■ Jobs ■
[1] From the guide on moving Splunk indexer data with rsync, reproduce word for word the part that opens with the words containing "5. Verify data" and closes with "with Splunk running)".
[2] In the Splunk rsync guide, which option should the second rsync use when it copies the remaining delta from disk1 to disk2?
[3] Pick up the guide on moving Splunk indexer data with rsync right after its last line and keep writing it.

■ Passage given ■
I have written 2 guides:

  1. How to rsync data on an Indexer from one disk to another disk
  2. How to recover DISABLED buckets

Here the details:

How to rsync data on an Indexer from one disk to another disk

  1. With Splunk running, rsync the data from disk1 to disk2
  2. Once rsync finish put the Cluster in maintenance mode
  3. Stop Splunk on the Indexer
  4. Perform again the rsync to copy the remaining delta from disk1 to disk2 (but here use the –delete option)
  5. Verify data on disk1 are the same on disk2
  6. umount disk1 and point Splunk to disk2
  7. Restart Splunk on the Indexer
  8. Remove the Cluster from maintenance mode

 

Rsync procedure to move Splunk data from OLD to NEW disk

Example:
Splunk data are stored here SPLUNK_DB=/products/data/splunk
disk1 is mounted as /products/data/splunk
disk2 is mounted as /products/data/splunk2
script_01.sh perform the first big copy (and can be executed with Splunk running)

■ Extracted data ■
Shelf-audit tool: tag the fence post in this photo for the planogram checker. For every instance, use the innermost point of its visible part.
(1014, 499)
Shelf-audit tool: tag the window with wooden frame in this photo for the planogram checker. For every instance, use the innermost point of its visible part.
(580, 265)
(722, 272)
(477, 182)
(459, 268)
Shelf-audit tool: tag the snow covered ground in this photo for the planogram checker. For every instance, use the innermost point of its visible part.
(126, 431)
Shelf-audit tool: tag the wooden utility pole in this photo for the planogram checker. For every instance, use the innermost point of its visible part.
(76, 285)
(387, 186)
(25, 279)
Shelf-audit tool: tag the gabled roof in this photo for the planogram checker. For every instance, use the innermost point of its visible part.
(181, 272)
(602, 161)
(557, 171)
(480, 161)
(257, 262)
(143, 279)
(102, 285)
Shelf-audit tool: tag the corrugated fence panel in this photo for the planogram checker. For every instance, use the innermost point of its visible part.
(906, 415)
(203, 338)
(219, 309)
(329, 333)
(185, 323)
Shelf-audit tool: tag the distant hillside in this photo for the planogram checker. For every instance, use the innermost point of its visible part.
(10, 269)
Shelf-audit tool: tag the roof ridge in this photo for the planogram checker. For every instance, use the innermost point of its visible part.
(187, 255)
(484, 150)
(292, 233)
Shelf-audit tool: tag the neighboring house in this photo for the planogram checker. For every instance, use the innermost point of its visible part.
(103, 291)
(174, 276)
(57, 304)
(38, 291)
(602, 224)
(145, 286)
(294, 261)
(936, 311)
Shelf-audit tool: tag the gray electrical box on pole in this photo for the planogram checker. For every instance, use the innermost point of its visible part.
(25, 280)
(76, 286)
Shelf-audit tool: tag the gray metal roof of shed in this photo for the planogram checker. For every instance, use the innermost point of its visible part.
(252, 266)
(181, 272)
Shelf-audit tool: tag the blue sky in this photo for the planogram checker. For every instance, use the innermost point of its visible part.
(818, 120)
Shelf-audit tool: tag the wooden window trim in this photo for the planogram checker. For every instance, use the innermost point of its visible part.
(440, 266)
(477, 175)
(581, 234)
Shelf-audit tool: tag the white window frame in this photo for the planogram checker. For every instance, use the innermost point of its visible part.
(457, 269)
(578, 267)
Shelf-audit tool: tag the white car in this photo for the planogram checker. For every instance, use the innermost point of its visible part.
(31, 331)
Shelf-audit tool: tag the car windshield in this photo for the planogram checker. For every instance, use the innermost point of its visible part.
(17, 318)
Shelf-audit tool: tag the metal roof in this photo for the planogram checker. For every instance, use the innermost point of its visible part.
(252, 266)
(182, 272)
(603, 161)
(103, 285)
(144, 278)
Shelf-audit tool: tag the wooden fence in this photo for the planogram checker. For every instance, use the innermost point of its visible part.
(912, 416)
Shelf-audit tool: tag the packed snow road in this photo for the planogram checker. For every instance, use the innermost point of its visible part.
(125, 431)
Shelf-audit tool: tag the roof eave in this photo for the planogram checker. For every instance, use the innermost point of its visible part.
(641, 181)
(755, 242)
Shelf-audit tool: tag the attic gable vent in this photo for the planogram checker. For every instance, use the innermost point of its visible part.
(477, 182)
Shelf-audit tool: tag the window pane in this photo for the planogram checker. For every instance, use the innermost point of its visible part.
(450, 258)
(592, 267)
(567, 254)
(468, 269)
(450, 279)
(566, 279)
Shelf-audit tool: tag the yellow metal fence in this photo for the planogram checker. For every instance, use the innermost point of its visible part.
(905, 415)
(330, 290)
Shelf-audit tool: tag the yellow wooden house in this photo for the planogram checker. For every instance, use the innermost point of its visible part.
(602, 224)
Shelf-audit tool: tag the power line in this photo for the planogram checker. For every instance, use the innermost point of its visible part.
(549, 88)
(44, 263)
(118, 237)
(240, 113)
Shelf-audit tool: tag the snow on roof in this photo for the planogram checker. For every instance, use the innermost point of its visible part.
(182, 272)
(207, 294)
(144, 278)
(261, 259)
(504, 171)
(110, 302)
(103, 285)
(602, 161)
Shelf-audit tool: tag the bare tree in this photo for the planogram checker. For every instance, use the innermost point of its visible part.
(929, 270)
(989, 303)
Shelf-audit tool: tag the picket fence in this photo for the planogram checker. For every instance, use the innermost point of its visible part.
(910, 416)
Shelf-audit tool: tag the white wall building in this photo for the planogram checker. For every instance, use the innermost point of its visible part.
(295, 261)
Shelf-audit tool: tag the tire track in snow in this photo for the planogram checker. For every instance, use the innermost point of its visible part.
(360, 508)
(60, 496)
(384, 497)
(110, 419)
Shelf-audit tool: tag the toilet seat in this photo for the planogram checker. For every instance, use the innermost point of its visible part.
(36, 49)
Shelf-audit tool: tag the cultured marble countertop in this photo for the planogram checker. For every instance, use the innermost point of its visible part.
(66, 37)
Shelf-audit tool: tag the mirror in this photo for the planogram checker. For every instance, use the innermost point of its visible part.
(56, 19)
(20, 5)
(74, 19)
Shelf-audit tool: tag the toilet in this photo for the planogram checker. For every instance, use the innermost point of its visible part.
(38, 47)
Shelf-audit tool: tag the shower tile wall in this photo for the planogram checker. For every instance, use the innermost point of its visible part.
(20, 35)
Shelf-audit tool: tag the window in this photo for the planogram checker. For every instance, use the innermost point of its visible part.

■ Responses by task ■
[1]
5. Verify data on disk1 are the same on disk2
  6. umount disk1 and point Splunk to disk2
  7. Restart Splunk on the Indexer
  8. Remove the Cluster from maintenance mode

 

Rsync procedure to move Splunk data from OLD to NEW disk

Example:
Splunk data are stored here SPLUNK_DB=/products/data/splunk
disk1 is mounted as /products/data/splunk
disk2 is mounted as /products/data/splunk2
script_01.sh perform the first big copy (and can be executed with Splunk running)

[2] The –delete option.

[3]
script_02.sh perform the second last copy (and have to be executed with Splunk NOT running and with the Cluster in maintenance mode)

1- On Splunk Indexer create the 2 scripts

in /opt/splunk/

script_01.sh
#!/bin/bash
time rsync -aP /products/data/splunk/ /products/data/splunk2/

script_02.sh
#!/bin/bash
time rsync -aP --delete /products/data/splunk/ /products/data/splunk2/

2- Procedure to run first script

#run script 01 without stopping splunk for the first sync
nohup /opt/splunk/script_01.sh 2>&1 &

3-Procedure to run second script

#Once finished first script check is finished with
ps -ef | grep rsync
check nohup.out

#check file system (space usage on disk2 should not increase anymore)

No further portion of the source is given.